→ OBJECTIVE
Copy the entries word for word, starting at the line that contains "Point to the orange" and ending at the line that contains "Point to the dog's brown", with both of those lines included.

→ PROVIDED INFORMATION
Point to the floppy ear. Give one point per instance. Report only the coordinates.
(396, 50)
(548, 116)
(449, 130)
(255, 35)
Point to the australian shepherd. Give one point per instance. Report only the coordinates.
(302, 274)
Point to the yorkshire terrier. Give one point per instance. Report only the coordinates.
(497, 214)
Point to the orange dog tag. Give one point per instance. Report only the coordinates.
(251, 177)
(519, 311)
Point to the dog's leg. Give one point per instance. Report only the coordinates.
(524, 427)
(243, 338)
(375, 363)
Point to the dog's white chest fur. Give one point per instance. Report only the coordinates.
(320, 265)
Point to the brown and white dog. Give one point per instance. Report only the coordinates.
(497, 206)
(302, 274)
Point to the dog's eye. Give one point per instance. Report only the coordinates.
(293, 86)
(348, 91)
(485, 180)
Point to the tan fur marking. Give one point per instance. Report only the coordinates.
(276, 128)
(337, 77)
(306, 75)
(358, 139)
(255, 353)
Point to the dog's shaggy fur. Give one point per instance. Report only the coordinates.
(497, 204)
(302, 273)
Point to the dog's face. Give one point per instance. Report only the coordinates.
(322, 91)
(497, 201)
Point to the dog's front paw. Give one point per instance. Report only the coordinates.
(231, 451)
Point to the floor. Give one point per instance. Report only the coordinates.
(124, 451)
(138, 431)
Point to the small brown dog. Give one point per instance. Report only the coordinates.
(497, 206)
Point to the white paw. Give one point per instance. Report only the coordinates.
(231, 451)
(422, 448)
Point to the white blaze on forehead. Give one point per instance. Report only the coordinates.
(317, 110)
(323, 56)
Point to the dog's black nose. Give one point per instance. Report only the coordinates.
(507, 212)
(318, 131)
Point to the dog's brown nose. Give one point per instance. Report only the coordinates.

...

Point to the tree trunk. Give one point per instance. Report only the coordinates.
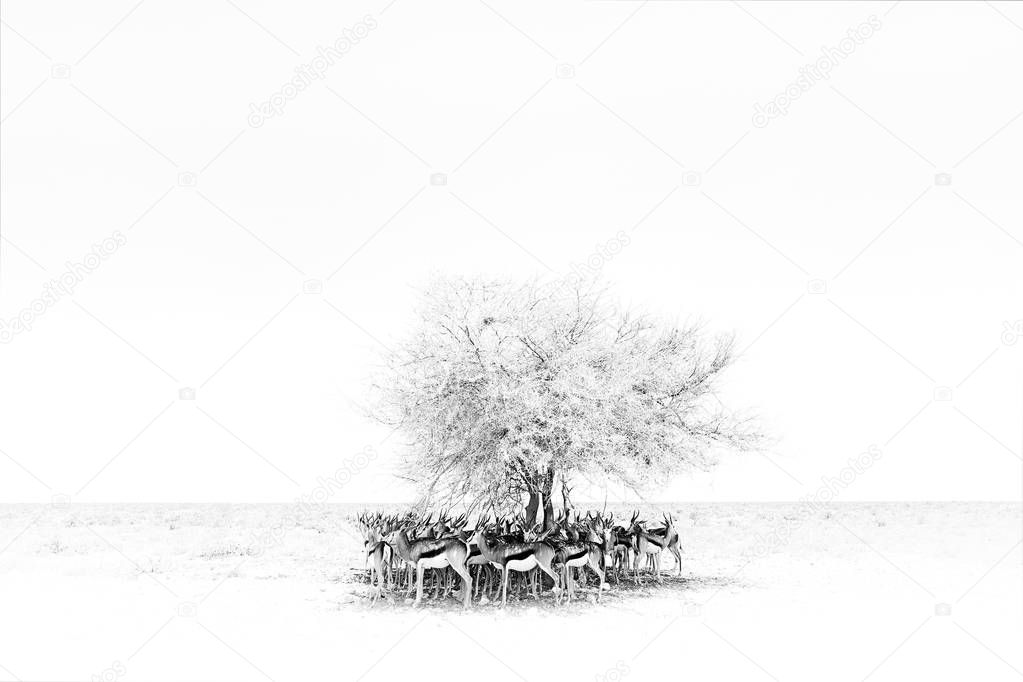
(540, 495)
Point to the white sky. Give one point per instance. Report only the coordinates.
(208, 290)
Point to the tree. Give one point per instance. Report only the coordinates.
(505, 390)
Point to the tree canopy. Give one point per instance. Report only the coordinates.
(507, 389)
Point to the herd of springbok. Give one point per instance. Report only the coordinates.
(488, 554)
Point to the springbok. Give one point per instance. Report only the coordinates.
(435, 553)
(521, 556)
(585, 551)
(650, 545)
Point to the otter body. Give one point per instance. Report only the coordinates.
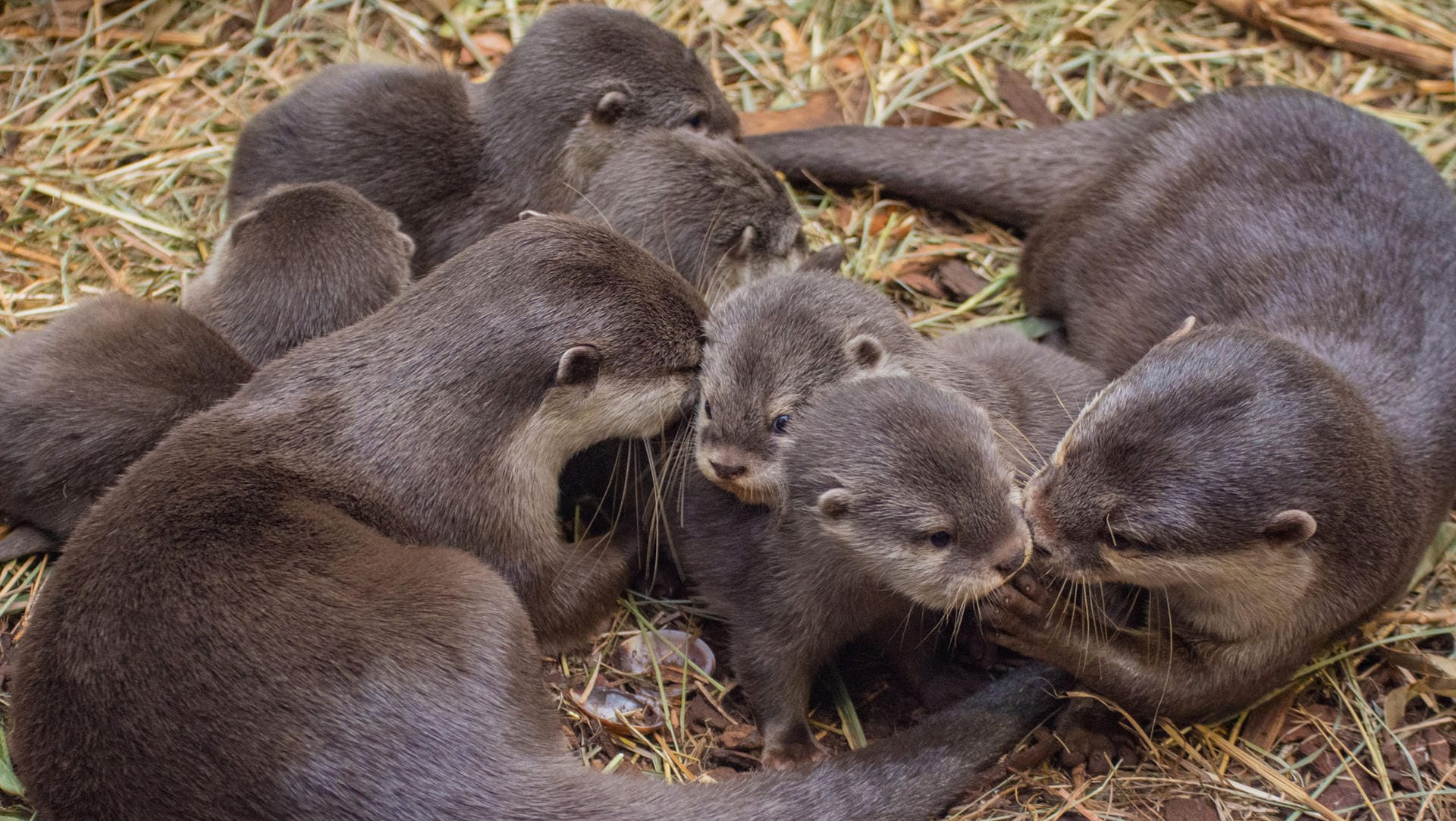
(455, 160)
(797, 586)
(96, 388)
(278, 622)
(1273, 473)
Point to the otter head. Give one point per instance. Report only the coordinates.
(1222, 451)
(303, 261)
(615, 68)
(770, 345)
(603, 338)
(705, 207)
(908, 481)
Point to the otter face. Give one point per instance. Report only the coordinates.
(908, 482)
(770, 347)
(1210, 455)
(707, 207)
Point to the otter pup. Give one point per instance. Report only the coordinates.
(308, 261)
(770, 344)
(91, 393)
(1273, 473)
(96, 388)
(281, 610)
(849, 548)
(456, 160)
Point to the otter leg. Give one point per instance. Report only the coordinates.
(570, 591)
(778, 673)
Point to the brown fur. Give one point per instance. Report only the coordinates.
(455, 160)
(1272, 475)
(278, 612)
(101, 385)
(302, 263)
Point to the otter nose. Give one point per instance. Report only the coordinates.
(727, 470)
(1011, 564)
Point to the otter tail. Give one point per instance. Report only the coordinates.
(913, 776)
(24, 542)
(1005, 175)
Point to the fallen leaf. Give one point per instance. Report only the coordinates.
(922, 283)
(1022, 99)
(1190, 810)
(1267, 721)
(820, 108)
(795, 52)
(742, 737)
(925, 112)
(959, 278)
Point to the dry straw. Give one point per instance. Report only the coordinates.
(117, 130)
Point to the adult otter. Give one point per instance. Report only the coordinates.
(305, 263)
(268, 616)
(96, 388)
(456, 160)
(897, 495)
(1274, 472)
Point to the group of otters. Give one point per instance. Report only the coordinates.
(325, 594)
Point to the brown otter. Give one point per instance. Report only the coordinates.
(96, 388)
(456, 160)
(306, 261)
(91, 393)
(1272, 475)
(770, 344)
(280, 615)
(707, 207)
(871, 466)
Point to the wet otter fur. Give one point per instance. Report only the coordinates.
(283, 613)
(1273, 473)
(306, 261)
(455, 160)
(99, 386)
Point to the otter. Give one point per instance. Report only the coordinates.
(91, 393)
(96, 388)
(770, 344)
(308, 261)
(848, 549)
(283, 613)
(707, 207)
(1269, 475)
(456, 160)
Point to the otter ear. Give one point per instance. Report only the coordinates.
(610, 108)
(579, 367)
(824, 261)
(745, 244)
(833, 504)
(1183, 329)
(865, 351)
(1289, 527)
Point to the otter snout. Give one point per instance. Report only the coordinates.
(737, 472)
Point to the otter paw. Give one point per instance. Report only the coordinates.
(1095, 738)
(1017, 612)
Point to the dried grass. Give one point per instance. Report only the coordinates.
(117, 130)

→ COMPLETE RESPONSE
Point to the orange dog tag. Give one point per instance. Report only the coordinates.
(251, 177)
(519, 311)
Point to the dog's leg. Give one point per instance. Report only the coordinates.
(524, 427)
(243, 338)
(375, 363)
Point to the dog's white chest fur. Give one point per instance. Report only the coordinates.
(320, 265)
Point to the brown and white dog. Give one point per instance. Report only the coordinates.
(497, 206)
(302, 274)
Point to the dog's eye. Give one point per instance. Report only the coordinates.
(293, 86)
(348, 91)
(485, 180)
Point to the tan fur marking. Give one point per instance. Report only the coordinates.
(276, 128)
(337, 77)
(306, 75)
(358, 139)
(255, 353)
Point to the dog's shaggy fur. Give one point per instance. Report only the coordinates.
(497, 204)
(302, 273)
Point to the dog's face. Give one point per instance. Report only the coordinates.
(322, 91)
(497, 201)
Point to the dog's front paw. Give one point per instance. Report only the coordinates.
(231, 451)
Point to the floor. Give one point per instance. Report only the coordinates.
(124, 451)
(138, 431)
Point to the small brown dog. Give one point per instance. Report only the coordinates.
(497, 206)
Point to the white paw. Give one point per instance. Report only the coordinates.
(231, 451)
(422, 448)
Point to the white blaze on forehead. Give one point per instance. Report only the coordinates.
(317, 110)
(323, 56)
Point to the dog's black nose. Give one point per instance. Report only the coordinates.
(507, 212)
(318, 131)
Point to the dog's brown nose. Give one point per instance. Report only the coordinates.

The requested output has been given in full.